• **Dados de segmentação de regiões**
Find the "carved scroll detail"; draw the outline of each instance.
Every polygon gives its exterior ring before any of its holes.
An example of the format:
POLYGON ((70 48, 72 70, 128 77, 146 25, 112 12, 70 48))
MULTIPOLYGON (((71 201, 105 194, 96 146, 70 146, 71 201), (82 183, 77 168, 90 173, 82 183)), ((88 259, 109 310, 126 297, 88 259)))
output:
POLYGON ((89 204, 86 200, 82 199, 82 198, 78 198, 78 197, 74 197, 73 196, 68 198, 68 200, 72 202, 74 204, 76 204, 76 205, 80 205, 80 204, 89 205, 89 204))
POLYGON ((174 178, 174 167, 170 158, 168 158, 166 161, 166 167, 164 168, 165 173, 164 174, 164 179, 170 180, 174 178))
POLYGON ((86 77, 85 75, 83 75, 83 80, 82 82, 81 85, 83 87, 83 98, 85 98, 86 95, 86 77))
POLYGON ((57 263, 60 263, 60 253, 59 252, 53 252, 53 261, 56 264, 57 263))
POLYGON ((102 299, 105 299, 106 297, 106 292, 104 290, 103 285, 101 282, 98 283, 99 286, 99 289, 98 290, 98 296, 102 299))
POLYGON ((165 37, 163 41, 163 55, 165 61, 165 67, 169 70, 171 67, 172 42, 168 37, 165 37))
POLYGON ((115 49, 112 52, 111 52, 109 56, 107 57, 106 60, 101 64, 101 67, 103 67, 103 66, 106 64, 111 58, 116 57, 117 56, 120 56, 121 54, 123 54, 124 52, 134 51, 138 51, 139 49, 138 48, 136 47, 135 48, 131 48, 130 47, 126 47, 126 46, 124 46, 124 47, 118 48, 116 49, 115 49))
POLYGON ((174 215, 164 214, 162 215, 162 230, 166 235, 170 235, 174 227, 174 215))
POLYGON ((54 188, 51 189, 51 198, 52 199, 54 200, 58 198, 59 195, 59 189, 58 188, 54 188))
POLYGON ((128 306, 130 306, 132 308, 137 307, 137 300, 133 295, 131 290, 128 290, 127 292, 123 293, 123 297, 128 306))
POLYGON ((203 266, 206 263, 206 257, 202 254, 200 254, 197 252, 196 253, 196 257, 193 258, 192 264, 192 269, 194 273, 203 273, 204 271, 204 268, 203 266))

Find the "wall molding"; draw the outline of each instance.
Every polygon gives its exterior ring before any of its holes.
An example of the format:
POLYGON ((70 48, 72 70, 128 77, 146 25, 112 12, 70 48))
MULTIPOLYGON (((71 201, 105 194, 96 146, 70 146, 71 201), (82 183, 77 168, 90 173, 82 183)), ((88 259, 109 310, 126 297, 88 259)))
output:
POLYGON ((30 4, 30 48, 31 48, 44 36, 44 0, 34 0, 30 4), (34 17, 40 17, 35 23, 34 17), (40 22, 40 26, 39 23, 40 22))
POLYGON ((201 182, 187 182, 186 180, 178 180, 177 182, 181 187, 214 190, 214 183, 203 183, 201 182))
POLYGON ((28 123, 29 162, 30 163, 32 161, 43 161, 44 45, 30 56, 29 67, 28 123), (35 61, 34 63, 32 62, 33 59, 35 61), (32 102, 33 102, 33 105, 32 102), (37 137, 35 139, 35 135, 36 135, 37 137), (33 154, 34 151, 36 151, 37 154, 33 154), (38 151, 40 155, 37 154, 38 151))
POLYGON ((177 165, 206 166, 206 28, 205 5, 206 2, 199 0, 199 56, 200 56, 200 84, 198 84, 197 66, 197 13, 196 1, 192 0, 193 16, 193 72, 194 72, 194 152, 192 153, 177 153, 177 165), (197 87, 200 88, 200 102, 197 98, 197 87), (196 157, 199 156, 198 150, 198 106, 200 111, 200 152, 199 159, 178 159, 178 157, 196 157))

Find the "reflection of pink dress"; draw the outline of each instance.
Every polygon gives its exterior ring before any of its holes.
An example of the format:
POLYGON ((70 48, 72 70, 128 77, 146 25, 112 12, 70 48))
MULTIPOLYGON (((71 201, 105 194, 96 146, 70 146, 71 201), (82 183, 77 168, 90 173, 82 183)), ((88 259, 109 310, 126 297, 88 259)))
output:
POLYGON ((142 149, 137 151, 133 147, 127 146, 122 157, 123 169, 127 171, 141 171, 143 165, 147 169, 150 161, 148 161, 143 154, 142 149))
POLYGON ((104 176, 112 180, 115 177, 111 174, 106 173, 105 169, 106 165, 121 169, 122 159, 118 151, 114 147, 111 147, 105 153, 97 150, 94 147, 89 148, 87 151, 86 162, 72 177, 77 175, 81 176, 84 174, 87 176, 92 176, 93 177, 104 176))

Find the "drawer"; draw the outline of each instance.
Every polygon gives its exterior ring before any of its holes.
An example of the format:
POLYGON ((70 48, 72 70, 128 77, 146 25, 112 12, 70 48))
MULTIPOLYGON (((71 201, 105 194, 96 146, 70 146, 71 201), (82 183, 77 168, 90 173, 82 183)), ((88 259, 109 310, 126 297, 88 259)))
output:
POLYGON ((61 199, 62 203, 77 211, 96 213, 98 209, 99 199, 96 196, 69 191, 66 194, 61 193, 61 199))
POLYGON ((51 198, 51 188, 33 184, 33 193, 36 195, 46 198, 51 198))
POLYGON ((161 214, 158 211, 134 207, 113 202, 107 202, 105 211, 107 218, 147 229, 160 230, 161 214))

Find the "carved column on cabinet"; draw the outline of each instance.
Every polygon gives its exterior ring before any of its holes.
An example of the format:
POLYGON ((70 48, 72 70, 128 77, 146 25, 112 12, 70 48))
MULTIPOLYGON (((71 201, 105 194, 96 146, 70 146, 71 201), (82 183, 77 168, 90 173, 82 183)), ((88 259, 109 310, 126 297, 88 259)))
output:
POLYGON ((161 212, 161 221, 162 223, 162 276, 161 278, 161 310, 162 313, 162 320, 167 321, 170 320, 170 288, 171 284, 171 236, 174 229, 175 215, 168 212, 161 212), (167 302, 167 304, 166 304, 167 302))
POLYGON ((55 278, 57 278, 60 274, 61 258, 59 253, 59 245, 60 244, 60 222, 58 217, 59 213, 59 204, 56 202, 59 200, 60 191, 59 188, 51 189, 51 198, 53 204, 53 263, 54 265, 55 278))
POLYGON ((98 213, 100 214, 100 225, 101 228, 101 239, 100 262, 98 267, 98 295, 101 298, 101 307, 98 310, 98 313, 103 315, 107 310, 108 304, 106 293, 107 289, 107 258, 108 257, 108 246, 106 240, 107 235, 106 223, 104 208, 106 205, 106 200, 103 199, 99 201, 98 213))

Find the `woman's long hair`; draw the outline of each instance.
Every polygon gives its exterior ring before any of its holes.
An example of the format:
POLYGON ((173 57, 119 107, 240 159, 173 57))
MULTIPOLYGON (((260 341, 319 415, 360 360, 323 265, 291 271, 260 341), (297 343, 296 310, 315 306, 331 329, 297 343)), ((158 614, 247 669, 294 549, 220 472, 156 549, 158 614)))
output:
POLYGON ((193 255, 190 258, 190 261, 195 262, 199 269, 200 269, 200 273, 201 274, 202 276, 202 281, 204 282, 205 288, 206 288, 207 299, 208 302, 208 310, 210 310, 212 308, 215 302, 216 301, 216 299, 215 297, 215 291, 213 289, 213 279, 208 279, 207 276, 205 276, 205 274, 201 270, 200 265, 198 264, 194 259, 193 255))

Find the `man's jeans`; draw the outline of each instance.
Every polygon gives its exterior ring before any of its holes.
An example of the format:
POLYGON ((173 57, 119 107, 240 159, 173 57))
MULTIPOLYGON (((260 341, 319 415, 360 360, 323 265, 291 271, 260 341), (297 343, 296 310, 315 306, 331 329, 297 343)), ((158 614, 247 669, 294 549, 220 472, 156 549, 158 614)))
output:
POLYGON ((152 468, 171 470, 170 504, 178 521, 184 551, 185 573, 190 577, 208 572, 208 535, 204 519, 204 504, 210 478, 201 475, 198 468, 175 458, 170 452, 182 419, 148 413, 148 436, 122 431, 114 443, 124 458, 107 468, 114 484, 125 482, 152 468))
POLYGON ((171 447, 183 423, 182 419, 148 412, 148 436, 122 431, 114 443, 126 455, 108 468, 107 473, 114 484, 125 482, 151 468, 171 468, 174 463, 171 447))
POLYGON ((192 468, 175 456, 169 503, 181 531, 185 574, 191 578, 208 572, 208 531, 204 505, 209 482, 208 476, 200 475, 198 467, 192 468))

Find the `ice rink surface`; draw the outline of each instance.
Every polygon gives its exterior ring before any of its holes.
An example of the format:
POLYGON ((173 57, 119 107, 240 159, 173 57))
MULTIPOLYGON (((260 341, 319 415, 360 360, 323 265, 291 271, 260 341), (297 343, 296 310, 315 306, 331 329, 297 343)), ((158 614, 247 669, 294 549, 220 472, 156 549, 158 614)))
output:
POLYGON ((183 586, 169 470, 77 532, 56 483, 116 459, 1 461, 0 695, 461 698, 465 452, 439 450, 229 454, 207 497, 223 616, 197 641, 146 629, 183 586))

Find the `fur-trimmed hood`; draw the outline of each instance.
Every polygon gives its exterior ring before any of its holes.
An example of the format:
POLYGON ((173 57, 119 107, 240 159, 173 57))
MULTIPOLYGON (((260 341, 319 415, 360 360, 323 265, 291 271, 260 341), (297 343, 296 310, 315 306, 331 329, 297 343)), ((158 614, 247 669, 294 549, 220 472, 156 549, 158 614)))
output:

• **Seu objetivo**
Por favor, mostre cada linha dos dados acima que contenha a palavra "outline", diferenciando maiúsculas de minúsculas.

• **Resultado do exercício**
Find the "carved scroll detail"; draw the outline of each instance.
Find the "wall molding"; draw the outline of each instance.
Find the "reflection of pink dress"; draw the outline of each instance.
Find the "drawer"; draw the outline of each instance.
Find the "carved column on cabinet"; draw the outline of each instance.
Find the `woman's long hair`; draw the outline of each instance.
Find the `man's jeans`; draw the outline of each instance.
Find the `ice rink surface`; draw the outline of each instance.
Find the `fur-trimmed hood`; draw the outline of each instance.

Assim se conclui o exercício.